(Object pointing dataset rows)
━━━━━━━━━━

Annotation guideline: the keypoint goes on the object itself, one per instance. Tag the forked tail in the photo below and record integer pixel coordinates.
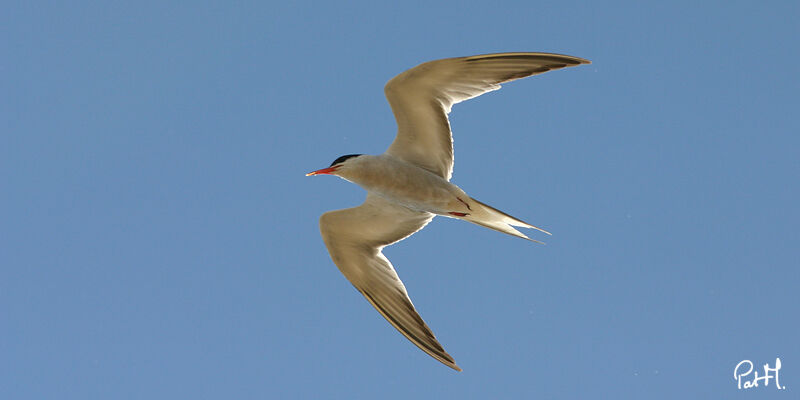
(492, 218)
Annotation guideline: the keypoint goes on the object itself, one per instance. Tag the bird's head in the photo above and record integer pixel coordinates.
(338, 166)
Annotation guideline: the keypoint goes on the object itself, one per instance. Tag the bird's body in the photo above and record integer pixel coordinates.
(406, 184)
(410, 184)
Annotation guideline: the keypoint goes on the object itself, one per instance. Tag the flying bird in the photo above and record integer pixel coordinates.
(409, 184)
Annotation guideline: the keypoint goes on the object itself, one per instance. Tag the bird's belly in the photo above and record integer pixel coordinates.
(419, 191)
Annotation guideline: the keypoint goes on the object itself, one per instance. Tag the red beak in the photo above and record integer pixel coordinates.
(324, 171)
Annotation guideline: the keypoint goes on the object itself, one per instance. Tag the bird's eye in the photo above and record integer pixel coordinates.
(343, 159)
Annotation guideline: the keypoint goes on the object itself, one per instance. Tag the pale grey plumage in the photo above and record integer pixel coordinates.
(408, 185)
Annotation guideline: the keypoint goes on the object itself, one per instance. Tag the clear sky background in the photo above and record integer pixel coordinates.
(158, 239)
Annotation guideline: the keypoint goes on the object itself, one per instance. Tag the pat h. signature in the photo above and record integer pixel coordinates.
(745, 367)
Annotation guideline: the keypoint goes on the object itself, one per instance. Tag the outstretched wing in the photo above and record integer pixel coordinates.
(355, 238)
(421, 98)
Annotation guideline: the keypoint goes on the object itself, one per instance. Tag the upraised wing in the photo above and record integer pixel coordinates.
(421, 98)
(355, 238)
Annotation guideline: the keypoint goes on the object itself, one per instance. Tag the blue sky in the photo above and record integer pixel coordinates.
(159, 239)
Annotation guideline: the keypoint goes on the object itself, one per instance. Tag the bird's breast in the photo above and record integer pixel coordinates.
(408, 185)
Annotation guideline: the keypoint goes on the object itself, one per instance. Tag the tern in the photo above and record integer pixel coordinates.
(409, 184)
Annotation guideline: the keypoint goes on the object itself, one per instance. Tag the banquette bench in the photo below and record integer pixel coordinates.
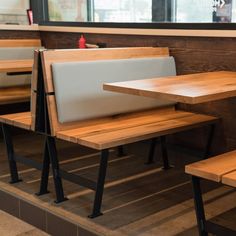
(78, 110)
(16, 57)
(221, 169)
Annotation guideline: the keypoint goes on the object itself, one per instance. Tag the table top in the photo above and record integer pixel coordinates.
(16, 65)
(191, 89)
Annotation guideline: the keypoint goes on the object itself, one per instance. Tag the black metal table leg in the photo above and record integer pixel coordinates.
(51, 147)
(121, 151)
(209, 141)
(100, 184)
(151, 151)
(45, 171)
(10, 154)
(166, 164)
(199, 208)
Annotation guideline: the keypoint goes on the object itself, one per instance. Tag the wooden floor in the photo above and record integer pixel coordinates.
(139, 199)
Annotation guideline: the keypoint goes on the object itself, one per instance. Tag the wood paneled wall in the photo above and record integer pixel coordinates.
(192, 54)
(22, 34)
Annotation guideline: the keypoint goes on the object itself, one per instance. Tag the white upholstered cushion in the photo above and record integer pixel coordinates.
(79, 93)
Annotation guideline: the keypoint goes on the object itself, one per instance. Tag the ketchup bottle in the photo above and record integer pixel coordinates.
(82, 42)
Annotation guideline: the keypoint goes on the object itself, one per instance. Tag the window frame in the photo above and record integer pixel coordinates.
(41, 16)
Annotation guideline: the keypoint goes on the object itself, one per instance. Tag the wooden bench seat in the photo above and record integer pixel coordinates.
(21, 120)
(128, 128)
(213, 168)
(16, 59)
(78, 110)
(221, 169)
(14, 94)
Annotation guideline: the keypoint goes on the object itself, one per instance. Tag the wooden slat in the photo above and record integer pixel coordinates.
(34, 83)
(213, 168)
(20, 43)
(14, 94)
(20, 120)
(192, 89)
(230, 179)
(128, 129)
(53, 56)
(16, 65)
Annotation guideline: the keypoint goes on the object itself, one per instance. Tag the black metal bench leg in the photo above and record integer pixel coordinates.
(165, 159)
(151, 151)
(121, 151)
(199, 208)
(10, 154)
(100, 184)
(51, 147)
(209, 141)
(45, 171)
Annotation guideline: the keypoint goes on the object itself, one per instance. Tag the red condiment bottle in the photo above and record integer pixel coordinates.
(82, 42)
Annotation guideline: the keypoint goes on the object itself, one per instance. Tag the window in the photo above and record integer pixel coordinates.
(123, 11)
(139, 11)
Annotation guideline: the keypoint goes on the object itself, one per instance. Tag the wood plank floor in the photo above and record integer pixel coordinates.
(139, 199)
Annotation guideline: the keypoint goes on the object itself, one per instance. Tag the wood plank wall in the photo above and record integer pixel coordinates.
(192, 54)
(21, 34)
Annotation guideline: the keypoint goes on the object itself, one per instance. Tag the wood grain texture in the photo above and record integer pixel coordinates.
(14, 94)
(129, 128)
(34, 84)
(20, 42)
(213, 168)
(16, 65)
(21, 120)
(230, 179)
(52, 56)
(191, 89)
(19, 34)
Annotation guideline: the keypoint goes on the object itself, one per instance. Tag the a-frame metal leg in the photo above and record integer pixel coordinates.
(151, 151)
(51, 147)
(121, 151)
(199, 208)
(10, 154)
(209, 141)
(45, 171)
(100, 184)
(166, 164)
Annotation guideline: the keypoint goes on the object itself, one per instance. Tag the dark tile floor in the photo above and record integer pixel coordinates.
(139, 199)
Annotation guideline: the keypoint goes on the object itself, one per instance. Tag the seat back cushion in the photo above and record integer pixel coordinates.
(15, 54)
(79, 93)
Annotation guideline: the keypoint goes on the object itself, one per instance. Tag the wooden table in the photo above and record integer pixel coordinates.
(16, 65)
(191, 89)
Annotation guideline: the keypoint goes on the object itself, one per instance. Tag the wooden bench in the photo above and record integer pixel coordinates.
(221, 169)
(101, 131)
(16, 58)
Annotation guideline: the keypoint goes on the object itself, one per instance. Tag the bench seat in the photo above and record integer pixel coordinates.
(222, 169)
(15, 94)
(216, 168)
(21, 120)
(128, 128)
(229, 179)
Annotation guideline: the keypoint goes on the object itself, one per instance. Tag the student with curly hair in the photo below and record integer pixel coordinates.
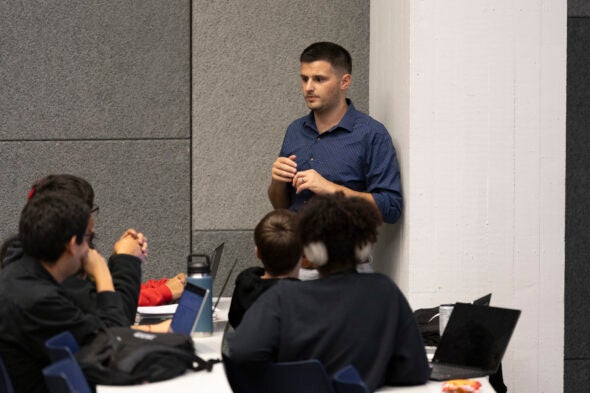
(343, 317)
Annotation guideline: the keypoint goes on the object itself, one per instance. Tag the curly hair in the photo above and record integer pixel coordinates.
(343, 224)
(277, 241)
(49, 221)
(69, 184)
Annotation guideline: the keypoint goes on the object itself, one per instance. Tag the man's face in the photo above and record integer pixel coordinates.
(323, 88)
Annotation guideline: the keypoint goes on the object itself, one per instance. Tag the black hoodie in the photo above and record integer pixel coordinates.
(249, 286)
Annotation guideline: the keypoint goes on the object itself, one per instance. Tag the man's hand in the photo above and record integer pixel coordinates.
(176, 285)
(313, 181)
(97, 269)
(132, 243)
(283, 169)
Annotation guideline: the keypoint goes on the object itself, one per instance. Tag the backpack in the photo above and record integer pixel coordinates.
(124, 356)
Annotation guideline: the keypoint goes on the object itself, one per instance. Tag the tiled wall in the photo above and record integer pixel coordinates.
(246, 91)
(101, 90)
(577, 268)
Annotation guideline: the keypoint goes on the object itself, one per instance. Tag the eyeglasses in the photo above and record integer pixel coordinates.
(90, 238)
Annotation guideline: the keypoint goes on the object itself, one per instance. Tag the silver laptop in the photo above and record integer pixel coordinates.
(190, 307)
(474, 342)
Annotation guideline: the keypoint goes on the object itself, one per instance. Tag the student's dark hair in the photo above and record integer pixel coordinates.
(69, 184)
(342, 224)
(277, 240)
(49, 221)
(330, 52)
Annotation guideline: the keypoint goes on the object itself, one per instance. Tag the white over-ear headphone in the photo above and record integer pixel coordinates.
(316, 253)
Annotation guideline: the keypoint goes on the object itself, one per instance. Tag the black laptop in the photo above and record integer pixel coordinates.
(474, 342)
(215, 259)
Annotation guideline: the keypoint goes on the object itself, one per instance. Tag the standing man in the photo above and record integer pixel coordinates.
(335, 148)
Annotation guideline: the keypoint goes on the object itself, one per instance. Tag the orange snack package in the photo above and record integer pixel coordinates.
(461, 386)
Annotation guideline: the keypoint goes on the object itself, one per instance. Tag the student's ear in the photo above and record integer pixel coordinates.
(70, 245)
(256, 252)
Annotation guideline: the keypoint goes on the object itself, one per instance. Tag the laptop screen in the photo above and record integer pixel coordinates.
(215, 259)
(476, 336)
(190, 306)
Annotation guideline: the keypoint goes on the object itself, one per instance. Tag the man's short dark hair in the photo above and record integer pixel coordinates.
(277, 241)
(341, 223)
(330, 52)
(69, 184)
(49, 221)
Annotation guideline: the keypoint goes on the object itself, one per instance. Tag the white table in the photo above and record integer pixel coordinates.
(216, 382)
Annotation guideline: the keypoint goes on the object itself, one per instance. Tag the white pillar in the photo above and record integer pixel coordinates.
(473, 93)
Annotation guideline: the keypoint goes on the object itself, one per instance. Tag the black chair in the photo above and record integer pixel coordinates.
(62, 346)
(286, 377)
(348, 380)
(65, 376)
(5, 384)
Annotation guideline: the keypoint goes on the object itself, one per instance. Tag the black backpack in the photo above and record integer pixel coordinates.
(124, 356)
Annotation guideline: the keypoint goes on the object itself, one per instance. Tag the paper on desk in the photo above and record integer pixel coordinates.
(167, 309)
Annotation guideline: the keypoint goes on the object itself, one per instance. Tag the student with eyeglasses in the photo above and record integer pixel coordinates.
(125, 269)
(54, 230)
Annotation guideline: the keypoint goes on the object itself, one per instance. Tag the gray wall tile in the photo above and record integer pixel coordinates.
(72, 70)
(578, 8)
(246, 91)
(140, 184)
(577, 246)
(576, 375)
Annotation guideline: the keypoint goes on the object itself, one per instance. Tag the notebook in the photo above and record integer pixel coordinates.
(474, 342)
(190, 306)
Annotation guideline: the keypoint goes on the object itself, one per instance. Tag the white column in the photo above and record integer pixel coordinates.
(473, 93)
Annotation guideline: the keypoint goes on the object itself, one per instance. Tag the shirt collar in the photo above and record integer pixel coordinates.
(346, 123)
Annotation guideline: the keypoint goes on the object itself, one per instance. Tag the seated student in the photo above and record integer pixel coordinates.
(162, 291)
(277, 245)
(343, 317)
(55, 231)
(125, 269)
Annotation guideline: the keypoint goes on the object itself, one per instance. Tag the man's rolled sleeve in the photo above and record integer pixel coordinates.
(383, 177)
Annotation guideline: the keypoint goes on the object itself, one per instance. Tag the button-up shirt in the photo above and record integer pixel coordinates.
(357, 153)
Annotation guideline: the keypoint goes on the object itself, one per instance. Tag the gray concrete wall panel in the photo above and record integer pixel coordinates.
(139, 184)
(75, 70)
(577, 215)
(246, 91)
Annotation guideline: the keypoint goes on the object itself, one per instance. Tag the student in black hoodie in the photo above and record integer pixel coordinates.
(278, 246)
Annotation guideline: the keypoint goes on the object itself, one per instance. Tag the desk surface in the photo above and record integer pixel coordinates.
(216, 382)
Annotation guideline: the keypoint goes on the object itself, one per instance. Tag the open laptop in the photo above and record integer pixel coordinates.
(215, 259)
(190, 307)
(484, 300)
(474, 342)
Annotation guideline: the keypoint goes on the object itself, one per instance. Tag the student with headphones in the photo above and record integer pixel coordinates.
(343, 317)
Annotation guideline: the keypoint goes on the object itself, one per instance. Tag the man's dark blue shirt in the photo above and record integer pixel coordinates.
(356, 153)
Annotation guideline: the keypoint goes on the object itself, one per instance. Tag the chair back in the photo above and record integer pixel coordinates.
(348, 380)
(65, 376)
(5, 383)
(286, 377)
(62, 346)
(308, 376)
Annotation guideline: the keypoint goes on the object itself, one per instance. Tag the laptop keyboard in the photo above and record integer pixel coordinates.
(448, 371)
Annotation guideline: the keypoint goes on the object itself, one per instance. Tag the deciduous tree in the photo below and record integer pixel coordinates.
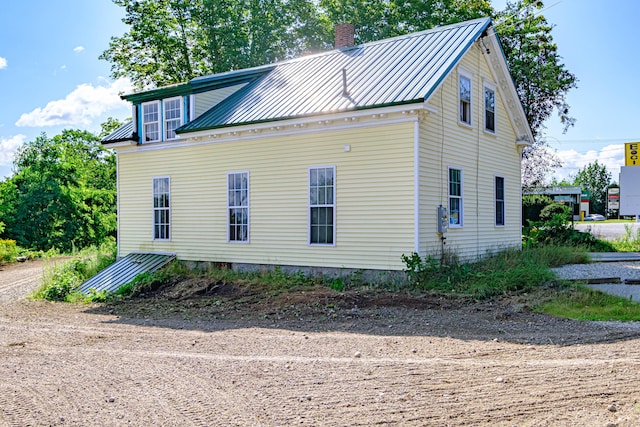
(62, 194)
(596, 178)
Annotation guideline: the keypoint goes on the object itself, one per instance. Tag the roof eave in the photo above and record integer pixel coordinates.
(305, 116)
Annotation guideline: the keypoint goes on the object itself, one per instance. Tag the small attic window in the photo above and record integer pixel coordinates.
(151, 121)
(465, 99)
(172, 117)
(161, 118)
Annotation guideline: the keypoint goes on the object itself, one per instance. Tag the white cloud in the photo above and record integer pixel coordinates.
(612, 156)
(80, 107)
(8, 148)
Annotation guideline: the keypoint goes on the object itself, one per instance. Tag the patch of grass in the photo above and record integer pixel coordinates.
(504, 273)
(60, 281)
(630, 242)
(580, 302)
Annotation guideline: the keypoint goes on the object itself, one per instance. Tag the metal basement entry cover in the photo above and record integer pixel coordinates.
(124, 270)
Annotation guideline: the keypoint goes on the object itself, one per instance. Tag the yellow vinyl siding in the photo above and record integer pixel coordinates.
(374, 198)
(444, 143)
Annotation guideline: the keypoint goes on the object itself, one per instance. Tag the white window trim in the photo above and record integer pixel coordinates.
(492, 88)
(153, 211)
(164, 118)
(461, 197)
(333, 205)
(468, 76)
(241, 242)
(162, 123)
(144, 133)
(495, 200)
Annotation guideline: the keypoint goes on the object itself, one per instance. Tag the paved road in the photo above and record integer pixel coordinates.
(609, 230)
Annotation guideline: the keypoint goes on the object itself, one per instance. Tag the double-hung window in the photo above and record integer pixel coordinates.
(151, 121)
(489, 109)
(161, 208)
(238, 206)
(161, 118)
(455, 197)
(464, 95)
(172, 117)
(322, 205)
(499, 194)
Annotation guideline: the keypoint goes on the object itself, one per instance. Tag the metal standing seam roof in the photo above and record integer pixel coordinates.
(123, 133)
(125, 270)
(400, 70)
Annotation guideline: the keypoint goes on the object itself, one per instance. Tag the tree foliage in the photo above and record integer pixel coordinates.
(173, 41)
(62, 194)
(541, 79)
(596, 178)
(538, 163)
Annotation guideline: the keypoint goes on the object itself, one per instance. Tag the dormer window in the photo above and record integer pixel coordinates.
(151, 121)
(172, 117)
(161, 118)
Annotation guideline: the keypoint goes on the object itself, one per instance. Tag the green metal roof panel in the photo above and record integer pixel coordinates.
(123, 133)
(125, 270)
(394, 71)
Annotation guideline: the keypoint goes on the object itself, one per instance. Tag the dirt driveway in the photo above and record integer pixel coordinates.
(419, 365)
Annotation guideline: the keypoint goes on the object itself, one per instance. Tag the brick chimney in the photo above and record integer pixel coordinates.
(344, 35)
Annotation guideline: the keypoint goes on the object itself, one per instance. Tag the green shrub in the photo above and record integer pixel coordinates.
(630, 242)
(61, 280)
(8, 250)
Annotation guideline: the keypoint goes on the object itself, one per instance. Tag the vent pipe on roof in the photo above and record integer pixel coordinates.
(345, 91)
(344, 35)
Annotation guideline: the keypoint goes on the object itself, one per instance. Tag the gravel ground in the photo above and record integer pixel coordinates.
(623, 271)
(402, 362)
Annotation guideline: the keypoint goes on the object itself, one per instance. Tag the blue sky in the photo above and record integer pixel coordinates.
(51, 77)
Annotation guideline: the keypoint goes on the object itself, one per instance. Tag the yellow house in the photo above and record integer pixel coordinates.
(338, 160)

━━━━━━━━━━

» Problem to solve
Return exactly the lines from the one containing "the green shrub" through the last line of the records above, both included, and nothing else.

» Output of the task
Annotation guideline: the keypoint goes on the object itself, one per instance. Tag the green shrub in the photo above and record integer pixel coordinates.
(630, 242)
(61, 280)
(8, 250)
Annotation guideline: the keypoint goes on the object itself, one per instance. Tag the vent pipe on roof in the photo above and record integer pixel coordinates.
(345, 91)
(344, 35)
Annotation guideline: the keypoint goes on the object itself, one per instance. Tag the gravel ground in the photo above and record integer pixel coordinates.
(623, 271)
(402, 362)
Annotation guideline: the keypoint goes on the object itself, one per instance. Tag the blue sky in the photo above and record integer pixel coordinates.
(51, 77)
Annotation guideline: the keypoint goes on the object itself, one per instance. Tag the yellow house in the photo above and record integer pixel coordinates.
(338, 160)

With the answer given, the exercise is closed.